Task objective » An acceptable answer contains each line of the material, unchanged.
◇ ◇ ◇ ◇
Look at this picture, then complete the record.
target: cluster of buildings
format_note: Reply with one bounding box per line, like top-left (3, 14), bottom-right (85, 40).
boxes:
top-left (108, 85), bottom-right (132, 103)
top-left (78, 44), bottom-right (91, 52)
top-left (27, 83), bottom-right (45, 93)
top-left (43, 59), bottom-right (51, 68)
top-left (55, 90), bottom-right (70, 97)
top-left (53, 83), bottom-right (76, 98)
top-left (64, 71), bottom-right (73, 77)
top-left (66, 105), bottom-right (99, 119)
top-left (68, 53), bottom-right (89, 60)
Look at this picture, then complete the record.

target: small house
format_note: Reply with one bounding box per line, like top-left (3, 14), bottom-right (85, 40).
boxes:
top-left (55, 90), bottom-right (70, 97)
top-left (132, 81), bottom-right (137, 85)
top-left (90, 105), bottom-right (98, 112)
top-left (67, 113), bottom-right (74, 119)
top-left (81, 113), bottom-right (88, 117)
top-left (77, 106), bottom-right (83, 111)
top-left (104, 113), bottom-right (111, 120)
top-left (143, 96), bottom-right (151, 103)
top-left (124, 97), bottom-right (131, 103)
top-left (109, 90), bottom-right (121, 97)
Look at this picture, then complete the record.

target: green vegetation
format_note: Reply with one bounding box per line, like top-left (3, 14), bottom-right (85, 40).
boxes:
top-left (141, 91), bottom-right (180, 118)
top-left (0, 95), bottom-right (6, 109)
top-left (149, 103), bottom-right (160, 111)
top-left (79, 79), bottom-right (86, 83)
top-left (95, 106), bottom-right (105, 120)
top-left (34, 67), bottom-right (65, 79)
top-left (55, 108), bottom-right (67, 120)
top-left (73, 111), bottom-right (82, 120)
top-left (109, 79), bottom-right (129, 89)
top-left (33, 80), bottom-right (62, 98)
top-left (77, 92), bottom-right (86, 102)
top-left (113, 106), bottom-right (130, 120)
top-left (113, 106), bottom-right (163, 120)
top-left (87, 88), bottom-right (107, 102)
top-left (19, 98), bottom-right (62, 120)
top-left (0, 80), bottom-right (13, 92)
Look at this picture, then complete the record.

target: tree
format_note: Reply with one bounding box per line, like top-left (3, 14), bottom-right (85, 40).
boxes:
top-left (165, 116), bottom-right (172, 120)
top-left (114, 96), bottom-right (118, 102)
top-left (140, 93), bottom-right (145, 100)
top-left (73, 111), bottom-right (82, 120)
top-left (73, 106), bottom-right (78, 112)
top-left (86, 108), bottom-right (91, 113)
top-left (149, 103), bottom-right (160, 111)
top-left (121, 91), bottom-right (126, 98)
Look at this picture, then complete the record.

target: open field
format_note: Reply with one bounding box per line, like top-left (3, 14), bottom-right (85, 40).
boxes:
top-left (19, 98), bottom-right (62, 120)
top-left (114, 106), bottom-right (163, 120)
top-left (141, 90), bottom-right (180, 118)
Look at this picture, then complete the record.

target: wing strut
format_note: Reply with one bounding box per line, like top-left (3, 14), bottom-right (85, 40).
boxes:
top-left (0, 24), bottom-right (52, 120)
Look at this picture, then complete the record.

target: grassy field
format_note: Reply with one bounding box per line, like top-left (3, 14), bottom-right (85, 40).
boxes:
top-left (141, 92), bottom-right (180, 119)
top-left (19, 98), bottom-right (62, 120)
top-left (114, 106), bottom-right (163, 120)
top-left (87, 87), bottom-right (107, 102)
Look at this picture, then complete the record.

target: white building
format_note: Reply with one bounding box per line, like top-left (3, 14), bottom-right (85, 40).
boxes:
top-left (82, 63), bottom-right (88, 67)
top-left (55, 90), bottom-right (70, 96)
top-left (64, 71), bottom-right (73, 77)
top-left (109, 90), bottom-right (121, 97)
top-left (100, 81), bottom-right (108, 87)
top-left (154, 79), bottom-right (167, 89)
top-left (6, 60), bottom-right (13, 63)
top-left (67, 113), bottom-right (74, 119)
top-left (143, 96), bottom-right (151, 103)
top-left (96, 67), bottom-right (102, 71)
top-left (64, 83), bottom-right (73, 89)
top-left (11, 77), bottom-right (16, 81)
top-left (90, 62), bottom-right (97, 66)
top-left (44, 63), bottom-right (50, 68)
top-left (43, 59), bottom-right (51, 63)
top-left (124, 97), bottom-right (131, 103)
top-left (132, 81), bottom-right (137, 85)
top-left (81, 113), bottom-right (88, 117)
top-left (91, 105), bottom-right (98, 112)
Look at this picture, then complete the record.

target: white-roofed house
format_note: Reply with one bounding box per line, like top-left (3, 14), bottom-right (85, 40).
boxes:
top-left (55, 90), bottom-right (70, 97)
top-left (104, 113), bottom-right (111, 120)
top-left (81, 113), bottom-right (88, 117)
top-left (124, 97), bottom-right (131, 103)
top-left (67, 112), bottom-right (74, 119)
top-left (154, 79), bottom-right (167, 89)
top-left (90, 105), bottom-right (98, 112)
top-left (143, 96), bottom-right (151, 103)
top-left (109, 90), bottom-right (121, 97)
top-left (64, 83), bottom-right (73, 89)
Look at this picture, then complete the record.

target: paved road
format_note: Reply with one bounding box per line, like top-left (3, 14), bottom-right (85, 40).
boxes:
◇ ◇ ◇ ◇
Task answer »
Look at this picture, then complete the record.
target: cluster of buildings
format_note: Reply with one bounding box per line, like top-left (3, 14), bottom-right (85, 40).
boxes:
top-left (108, 85), bottom-right (132, 103)
top-left (78, 44), bottom-right (91, 52)
top-left (27, 83), bottom-right (45, 93)
top-left (43, 59), bottom-right (51, 68)
top-left (55, 90), bottom-right (70, 97)
top-left (53, 83), bottom-right (76, 98)
top-left (64, 71), bottom-right (73, 77)
top-left (66, 105), bottom-right (99, 119)
top-left (68, 53), bottom-right (89, 60)
Look at this picture, then complete the record.

target: small house
format_note: Reply with one bounding box per line, like top-left (3, 14), bottom-right (85, 40).
boxes:
top-left (55, 90), bottom-right (70, 97)
top-left (132, 81), bottom-right (137, 85)
top-left (90, 105), bottom-right (98, 112)
top-left (67, 113), bottom-right (74, 119)
top-left (81, 113), bottom-right (88, 117)
top-left (77, 106), bottom-right (83, 111)
top-left (104, 113), bottom-right (111, 120)
top-left (143, 96), bottom-right (151, 103)
top-left (124, 97), bottom-right (131, 103)
top-left (109, 90), bottom-right (121, 97)
Look at this picture, then complete the record.

target: green vegetation
format_note: Reply with one bounding box per line, like top-left (3, 14), bottom-right (85, 40).
boxes:
top-left (141, 91), bottom-right (180, 118)
top-left (0, 95), bottom-right (6, 109)
top-left (149, 103), bottom-right (160, 111)
top-left (79, 79), bottom-right (86, 83)
top-left (95, 106), bottom-right (105, 120)
top-left (34, 67), bottom-right (65, 79)
top-left (55, 108), bottom-right (67, 120)
top-left (73, 111), bottom-right (82, 120)
top-left (109, 79), bottom-right (129, 89)
top-left (33, 80), bottom-right (62, 98)
top-left (77, 92), bottom-right (86, 102)
top-left (113, 106), bottom-right (130, 120)
top-left (113, 106), bottom-right (163, 120)
top-left (87, 88), bottom-right (107, 102)
top-left (19, 98), bottom-right (62, 120)
top-left (0, 80), bottom-right (13, 92)
Look at this picture, then complete the record.

target: tree
format_note: Reply with one bounding box per line, like top-left (3, 14), bottom-right (85, 40).
boxes:
top-left (165, 116), bottom-right (172, 120)
top-left (114, 96), bottom-right (118, 102)
top-left (140, 93), bottom-right (145, 100)
top-left (73, 111), bottom-right (82, 120)
top-left (73, 106), bottom-right (78, 112)
top-left (86, 108), bottom-right (91, 113)
top-left (149, 103), bottom-right (160, 111)
top-left (121, 91), bottom-right (126, 98)
Look at this picture, then complete the record.

target: open field
format_note: Reply with one bounding box per line, like top-left (3, 14), bottom-right (85, 40).
boxes:
top-left (19, 98), bottom-right (62, 120)
top-left (114, 106), bottom-right (163, 120)
top-left (141, 90), bottom-right (180, 118)
Look at this picture, then complete the record.

target: wing strut
format_note: Reply with one bounding box per line, like top-left (3, 14), bottom-right (85, 40).
boxes:
top-left (0, 24), bottom-right (52, 120)
Look at this picture, then complete the record.

target: grassy field
format_note: Reply with one bounding box per line, like top-left (3, 14), bottom-right (85, 40).
boxes:
top-left (141, 92), bottom-right (180, 119)
top-left (19, 98), bottom-right (62, 120)
top-left (114, 106), bottom-right (163, 120)
top-left (87, 87), bottom-right (107, 102)
Look at this picture, then complete the record.

target: white building
format_note: Reply with one bounding box per line, like top-left (3, 14), bottom-right (85, 40).
boxes:
top-left (82, 63), bottom-right (88, 67)
top-left (55, 90), bottom-right (70, 96)
top-left (64, 71), bottom-right (73, 77)
top-left (109, 90), bottom-right (121, 97)
top-left (100, 81), bottom-right (108, 87)
top-left (154, 79), bottom-right (167, 89)
top-left (6, 60), bottom-right (13, 63)
top-left (67, 113), bottom-right (74, 119)
top-left (143, 96), bottom-right (151, 103)
top-left (96, 67), bottom-right (102, 71)
top-left (64, 83), bottom-right (73, 89)
top-left (11, 77), bottom-right (16, 81)
top-left (90, 62), bottom-right (97, 66)
top-left (44, 63), bottom-right (50, 68)
top-left (43, 59), bottom-right (51, 63)
top-left (124, 97), bottom-right (131, 103)
top-left (132, 81), bottom-right (137, 85)
top-left (81, 113), bottom-right (88, 117)
top-left (91, 105), bottom-right (98, 112)
Look at this picture, then complete the record.

target: white-roofed house
format_note: Reply with one bounding box per line, like top-left (3, 14), bottom-right (85, 40).
boxes:
top-left (55, 90), bottom-right (70, 97)
top-left (104, 113), bottom-right (111, 120)
top-left (81, 113), bottom-right (88, 117)
top-left (124, 97), bottom-right (131, 103)
top-left (67, 112), bottom-right (74, 119)
top-left (154, 79), bottom-right (167, 89)
top-left (90, 105), bottom-right (98, 112)
top-left (143, 96), bottom-right (151, 103)
top-left (109, 90), bottom-right (121, 97)
top-left (64, 83), bottom-right (73, 89)
Look at this picture, then complete the record.

target: paved road
format_note: Reply with one bounding box per line, like top-left (3, 14), bottom-right (85, 40).
boxes:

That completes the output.